TASK TO CARRY OUT: Put the lines below into a JSON list of strings, one string per line, skipping blank lines and leaving out the pictures.

------------------------

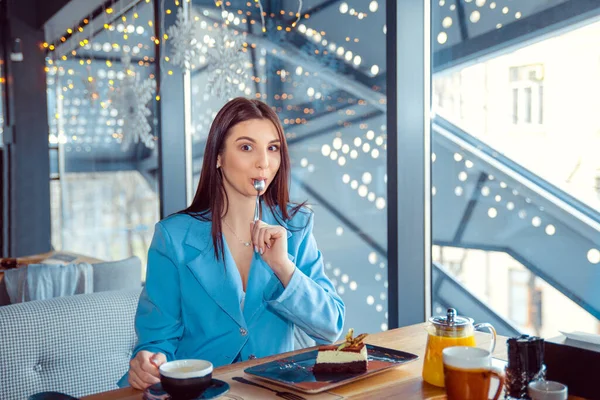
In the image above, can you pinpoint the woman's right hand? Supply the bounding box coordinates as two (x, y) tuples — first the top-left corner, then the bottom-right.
(129, 350), (167, 390)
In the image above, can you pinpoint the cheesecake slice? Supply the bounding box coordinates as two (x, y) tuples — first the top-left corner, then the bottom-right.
(313, 329), (369, 374)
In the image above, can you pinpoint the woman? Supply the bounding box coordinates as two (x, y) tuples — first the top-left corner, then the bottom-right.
(121, 98), (344, 389)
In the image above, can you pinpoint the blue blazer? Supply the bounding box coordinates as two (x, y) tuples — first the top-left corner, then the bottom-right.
(119, 206), (345, 385)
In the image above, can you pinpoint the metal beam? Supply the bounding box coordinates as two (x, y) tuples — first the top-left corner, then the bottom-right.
(386, 0), (431, 328)
(246, 33), (387, 112)
(154, 1), (188, 219)
(0, 0), (51, 257)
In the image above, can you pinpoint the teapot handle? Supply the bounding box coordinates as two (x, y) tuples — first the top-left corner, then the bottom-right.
(473, 322), (496, 354)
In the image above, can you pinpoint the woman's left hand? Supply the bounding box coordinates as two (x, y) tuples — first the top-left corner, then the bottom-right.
(250, 221), (295, 286)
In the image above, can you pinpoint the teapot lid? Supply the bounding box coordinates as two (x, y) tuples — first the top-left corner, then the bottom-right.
(429, 308), (473, 329)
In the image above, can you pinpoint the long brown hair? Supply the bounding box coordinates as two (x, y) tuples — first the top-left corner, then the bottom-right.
(180, 97), (304, 260)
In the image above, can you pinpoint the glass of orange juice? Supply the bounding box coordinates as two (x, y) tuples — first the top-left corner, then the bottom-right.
(423, 308), (496, 387)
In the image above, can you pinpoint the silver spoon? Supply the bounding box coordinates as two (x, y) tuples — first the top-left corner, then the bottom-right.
(254, 180), (265, 223)
(254, 180), (265, 252)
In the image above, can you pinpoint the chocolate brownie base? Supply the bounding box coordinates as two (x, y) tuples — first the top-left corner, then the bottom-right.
(313, 361), (367, 374)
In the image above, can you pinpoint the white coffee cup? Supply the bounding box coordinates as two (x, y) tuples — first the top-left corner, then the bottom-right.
(527, 380), (569, 400)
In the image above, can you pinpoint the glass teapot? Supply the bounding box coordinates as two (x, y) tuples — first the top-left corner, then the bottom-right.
(423, 308), (496, 387)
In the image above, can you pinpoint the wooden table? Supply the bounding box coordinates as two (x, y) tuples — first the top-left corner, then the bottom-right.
(82, 324), (575, 400)
(0, 251), (102, 282)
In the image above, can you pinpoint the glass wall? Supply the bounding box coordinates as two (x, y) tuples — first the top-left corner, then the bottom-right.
(45, 1), (159, 276)
(190, 0), (388, 332)
(432, 0), (600, 337)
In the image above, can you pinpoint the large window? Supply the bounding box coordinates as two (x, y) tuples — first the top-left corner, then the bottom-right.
(46, 2), (158, 276)
(190, 0), (388, 332)
(432, 0), (600, 337)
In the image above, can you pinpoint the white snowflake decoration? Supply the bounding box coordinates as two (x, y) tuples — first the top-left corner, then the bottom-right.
(206, 29), (249, 99)
(110, 56), (156, 151)
(167, 7), (201, 69)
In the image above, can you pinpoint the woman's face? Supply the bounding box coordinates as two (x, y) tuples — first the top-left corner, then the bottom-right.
(217, 119), (281, 197)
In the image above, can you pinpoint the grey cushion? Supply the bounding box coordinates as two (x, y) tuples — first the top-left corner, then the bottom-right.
(92, 256), (142, 292)
(0, 289), (140, 400)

------------------------

RESPONSE TO THIS TASK:
[
  "In the image above, can you pinpoint the woman's right hand? Supply the bounding box coordinates as two (x, y) tuples — first the top-left corner, then the bottom-right.",
  "(129, 350), (167, 390)",
  "In the image above, can you pinpoint the cheesecake slice? Supply the bounding box coordinates as two (x, y) tuples — first the top-left corner, then the bottom-right.",
  "(313, 329), (369, 374)",
  "In the image above, can you pinpoint the woman? Supply the bounding box coordinates as two (x, y) tuples — first the top-left corner, then the bottom-right.",
  "(121, 98), (344, 389)",
  "In the image above, can you pinpoint the blue blazer? Supply the bounding box coordinates as two (x, y) tuples — first the top-left corner, then the bottom-right.",
  "(119, 206), (345, 385)",
  "In the image above, can you pinpoint the metal beam? Supply the bounding box coordinates as two (x, y) tuples — first the top-left corner, then the bottom-right.",
  "(386, 0), (431, 328)",
  "(246, 33), (387, 112)",
  "(154, 1), (188, 219)",
  "(0, 0), (51, 257)",
  "In the image above, can you pinpoint the teapot handle? Supply the bounding box coordinates as two (x, y) tuples — first the top-left corner, then the bottom-right.",
  "(473, 322), (496, 354)",
  "In the image above, can you pinpoint the woman's left hand? Supply the bounding box coordinates as two (x, y) tuples — first the top-left corner, then the bottom-right.",
  "(250, 221), (295, 286)",
  "In the image above, can you pinpoint the teapot lid? Supply the bounding box coordinates as two (x, y) tuples — first the top-left corner, then the bottom-right.",
  "(429, 308), (473, 329)",
  "In the image above, can you pinpoint the long brown hair? Supply the bounding box coordinates as two (x, y) tuples — first the top-left corner, then the bottom-right.",
  "(180, 97), (304, 260)",
  "In the image above, can you pinpoint the glass of orange juice? Supply the bounding box coordinates as two (x, y) tuples — first the top-left corner, then the bottom-right.",
  "(423, 308), (496, 387)",
  "In the image above, can you pinpoint the silver spoon? Supply the bounding box coordinates as two (x, y) tuples — first the top-left corner, then the bottom-right.",
  "(254, 180), (265, 223)",
  "(254, 180), (265, 252)",
  "In the image above, can you pinpoint the chocolate brownie base? Supply the bounding box coordinates as two (x, y) tuples — first the top-left corner, then the bottom-right.",
  "(313, 361), (367, 374)",
  "In the image above, can you pinpoint the white coffee cup? Supply the bounding box coordinates as two (x, y) tuples — first the top-left corner, then the bottom-right.",
  "(527, 380), (569, 400)",
  "In the image above, can you pinpoint the glass teapot? Supply the bounding box coordinates as two (x, y) tuples — first the top-left corner, then the bottom-right.",
  "(423, 308), (496, 387)",
  "In the image above, can you pinpoint the wooden table? Supply the bounding box coordinates as two (x, y) tuples — first the top-left corner, then the bottom-right.",
  "(82, 324), (575, 400)",
  "(0, 251), (102, 282)",
  "In the image above, can you pinpoint the glass wall? Supply the bounding box coordinates as two (x, y) tuples — first the top-left corner, then the bottom-right.",
  "(45, 1), (159, 276)",
  "(190, 0), (388, 332)",
  "(432, 0), (600, 337)",
  "In the image above, can you pinpoint the large window? Supply the bounding box coordinates as two (x, y) tuples — first the top-left corner, then the bottom-right.",
  "(46, 2), (158, 276)",
  "(190, 0), (388, 332)",
  "(432, 0), (600, 337)",
  "In the image above, can you pinpoint the white snowflake decoration? Supply the bounding box coordinates as two (x, y) tuples — first the top-left corner, then the bottom-right.",
  "(206, 29), (249, 99)",
  "(110, 56), (156, 151)",
  "(167, 7), (201, 69)",
  "In the image above, can you pinpoint the woman's face? Supply the bounding box coordinates as two (x, y) tuples — first the top-left corner, then the bottom-right.",
  "(217, 119), (281, 197)",
  "In the image above, can you pinpoint the grey cushion? Supply the bounding box coordinates as two (x, y) tuples — first the top-left corner, then the bottom-right.",
  "(92, 256), (142, 292)",
  "(0, 289), (140, 400)"
]